* begin TEXT TO READ *

I'm not asking for a blueprint, just hoping someone can direct me to some serious thought on the subject.

I could probably direct you towards to hundreds of different anarchists, libertarians, autonomists and left communists who've written at length about what they would mean by a democratic society, ranging from the most hippyish dross to the most rigid idea of anarchy imaginable. All of them probably of less use than looking at all the different ways people have organised themselves democratically in their day-to-day (both in struggle and for fun), or looking at the brief moments in human history when more democratic ways of organising society have managed to carve out a space before getting crushed.
 
I'll be voting for nobody. I'd rather cut off my balls and bathe them in vinegar than spend time giving parliamentary democracy my mandate.

But by not voting you're giving them other people's choice of mandate. Is that really better?

If there was a realistic 'none of the above' option then I, along with I suspect a lot of other people, would be choosing it, but your option is an 'I'm happy for other people to choose' vote, whatever you might intend.
 
But by not voting you're giving them other people's choice of mandate. Is that really better?

If there was a realistic 'none of the above' option then I, along with I suspect a lot of other people, would be choosing it, but your option is an 'I'm happy for other people to choose' vote, whatever you might intend.
I think you'll find it's the other way around.
 
I could probably direct you towards to hundreds of different anarchists, libertarians, autonomists and left communists who've written at length about what they would mean by a democratic society, ranging from the most hippyish dross to the most rigid idea of anarchy imaginable. All of them probably of less use than looking at all the different ways people have organised themselves democratically in their day-to-day (both in struggle and for fun), or looking at the brief moments in human history when more democratic ways of organising society have managed to carve out a space before getting crushed.

* end TEXT TO READ *
* begin MATERIAL PROVIDED *

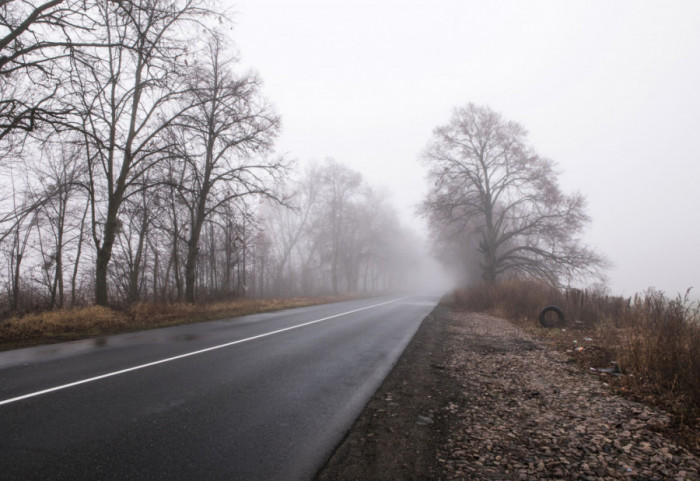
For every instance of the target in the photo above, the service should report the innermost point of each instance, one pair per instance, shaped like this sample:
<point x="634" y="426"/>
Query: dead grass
<point x="654" y="339"/>
<point x="70" y="324"/>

* end MATERIAL PROVIDED *

> _CHALLENGES_:
**a)** In the discussion about voting, what option would the writer, along with many others, choose if a realistic version of it existed?
**b)** Return the passage from the discussion about voting word for word, starting at "I'll be voting" and ending at "other way around.".

> _RESPONSES PER TASK_:
**a)** A 'none of the above' option.

**b)**
I'll be voting for nobody. I'd rather cut off my balls and bathe them in vinegar than spend time giving parliamentary democracy my mandate.

But by not voting you're giving them other people's choice of mandate. Is that really better?

If there was a realistic 'none of the above' option then I, along with I suspect a lot of other people, would be choosing it, but your option is an 'I'm happy for other people to choose' vote, whatever you might intend.
 
But by not voting you're giving them other people's choice of mandate. Is that really better?

If there was a realistic 'none of the above' option then I, along with I suspect a lot of other people, would be choosing it, but your option is an 'I'm happy for other people to choose' vote, whatever you might intend.
I think you'll find it's the other way around.